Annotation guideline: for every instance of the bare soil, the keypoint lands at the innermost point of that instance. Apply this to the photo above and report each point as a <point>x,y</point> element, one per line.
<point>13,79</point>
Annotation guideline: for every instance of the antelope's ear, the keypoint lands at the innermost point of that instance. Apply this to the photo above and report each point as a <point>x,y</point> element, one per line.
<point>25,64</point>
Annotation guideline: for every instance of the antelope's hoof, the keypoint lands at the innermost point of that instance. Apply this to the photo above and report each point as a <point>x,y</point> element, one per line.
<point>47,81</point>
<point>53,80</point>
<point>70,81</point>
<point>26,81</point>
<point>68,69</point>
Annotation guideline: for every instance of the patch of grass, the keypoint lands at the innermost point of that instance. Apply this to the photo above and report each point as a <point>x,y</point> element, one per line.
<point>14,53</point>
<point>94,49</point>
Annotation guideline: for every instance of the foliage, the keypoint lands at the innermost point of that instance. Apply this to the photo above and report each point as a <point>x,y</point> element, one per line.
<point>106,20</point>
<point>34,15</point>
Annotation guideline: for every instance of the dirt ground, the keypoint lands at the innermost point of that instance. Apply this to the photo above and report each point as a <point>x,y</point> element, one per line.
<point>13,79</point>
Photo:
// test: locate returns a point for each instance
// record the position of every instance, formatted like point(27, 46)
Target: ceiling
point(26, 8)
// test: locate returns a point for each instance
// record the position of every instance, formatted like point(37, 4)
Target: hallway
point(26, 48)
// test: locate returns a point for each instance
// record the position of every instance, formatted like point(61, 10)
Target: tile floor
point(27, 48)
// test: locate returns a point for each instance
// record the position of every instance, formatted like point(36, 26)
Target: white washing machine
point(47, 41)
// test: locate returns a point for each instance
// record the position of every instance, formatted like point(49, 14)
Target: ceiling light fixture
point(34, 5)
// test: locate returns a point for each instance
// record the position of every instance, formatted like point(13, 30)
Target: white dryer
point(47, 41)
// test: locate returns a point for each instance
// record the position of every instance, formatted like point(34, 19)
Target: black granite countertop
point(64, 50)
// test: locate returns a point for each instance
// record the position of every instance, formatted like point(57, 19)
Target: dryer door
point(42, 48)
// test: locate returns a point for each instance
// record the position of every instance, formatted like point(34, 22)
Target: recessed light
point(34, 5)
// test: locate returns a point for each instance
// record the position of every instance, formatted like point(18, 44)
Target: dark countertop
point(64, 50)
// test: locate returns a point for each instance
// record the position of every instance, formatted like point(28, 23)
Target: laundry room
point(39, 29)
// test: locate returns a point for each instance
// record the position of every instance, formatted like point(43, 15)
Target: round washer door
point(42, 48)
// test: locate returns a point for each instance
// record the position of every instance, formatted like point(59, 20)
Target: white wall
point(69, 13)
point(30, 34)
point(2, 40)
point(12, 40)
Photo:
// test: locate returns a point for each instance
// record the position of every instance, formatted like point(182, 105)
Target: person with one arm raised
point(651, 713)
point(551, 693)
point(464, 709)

Task statement:
What you return should match every line above exactly.

Solved exercise:
Annotation guideline: for every instance of the bare soil, the keypoint lands at the innermost point of that instance. Apply this to the photo above and report each point as a <point>x,y</point> element, one per line.
<point>13,79</point>
Annotation guideline: for every instance of the antelope's ear, the keypoint lands at the innermost point of that instance. Apply this to the photo above and report each point as a <point>x,y</point> element, one per line.
<point>25,64</point>
Annotation guideline: for every instance of the antelope's hoof, the keypoint lands at the innermost point of that instance. Apply this to the photo above and report each point as a <point>x,y</point> element, one per line.
<point>47,81</point>
<point>53,80</point>
<point>70,81</point>
<point>26,81</point>
<point>68,69</point>
Annotation guideline: for every instance of the patch of grass, the keypoint lands at the innermost point of that instance. Apply this to the photo above and report each point as a <point>x,y</point> element, one per line.
<point>14,53</point>
<point>94,49</point>
Annotation guideline: for every instance of the foliage, the keypoint lands at the innermost point of that instance. Apply this to the photo above and report each point as a <point>x,y</point> element, one per line.
<point>106,20</point>
<point>34,15</point>
Annotation guideline: for every instance of the dirt ground, the keypoint lands at the innermost point of that instance. Apply this to the photo above and report each point as a <point>x,y</point> element, one per line.
<point>13,79</point>
Photo:
// test: locate returns a point for each instance
// record the position of every instance, formatted like point(27, 46)
Target: ceiling
point(26, 8)
// test: locate returns a point for each instance
// record the position of every instance, formatted like point(37, 4)
Target: hallway
point(26, 48)
// test: locate returns a point for each instance
// record the position of every instance, formatted like point(61, 10)
Target: tile floor
point(27, 48)
// test: locate returns a point for each instance
// record the position of every instance, formatted like point(36, 26)
Target: white washing machine
point(47, 41)
// test: locate returns a point for each instance
// record the position of every instance, formatted like point(49, 14)
Target: ceiling light fixture
point(34, 5)
// test: locate returns a point for each instance
// record the position of every instance, formatted like point(13, 30)
Target: white dryer
point(47, 41)
// test: locate returns a point for each instance
// record the position of every instance, formatted like point(34, 19)
Target: black granite countertop
point(64, 50)
// test: locate returns a point for each instance
// record the position of every instance, formatted like point(57, 19)
Target: dryer door
point(42, 48)
// test: locate returns a point for each instance
// record the position of every instance, formatted like point(34, 22)
Target: recessed light
point(34, 5)
// test: locate returns a point for each instance
// record the position of every instance, formatted like point(18, 44)
Target: dark countertop
point(64, 50)
// test: locate returns a point for each instance
// record the position of every instance, formatted like point(28, 23)
Target: laundry room
point(39, 29)
// test: locate returns a point for each instance
// record the position of every instance, formatted like point(43, 15)
Target: round washer door
point(42, 48)
// test: locate returns a point for each instance
// record the position of every instance, formatted like point(59, 20)
Target: white wall
point(69, 13)
point(30, 34)
point(2, 40)
point(12, 40)
Photo:
// test: locate returns a point for each instance
// record the position of every instance, formatted like point(182, 105)
Target: person with one arm raised
point(651, 713)
point(551, 693)
point(464, 709)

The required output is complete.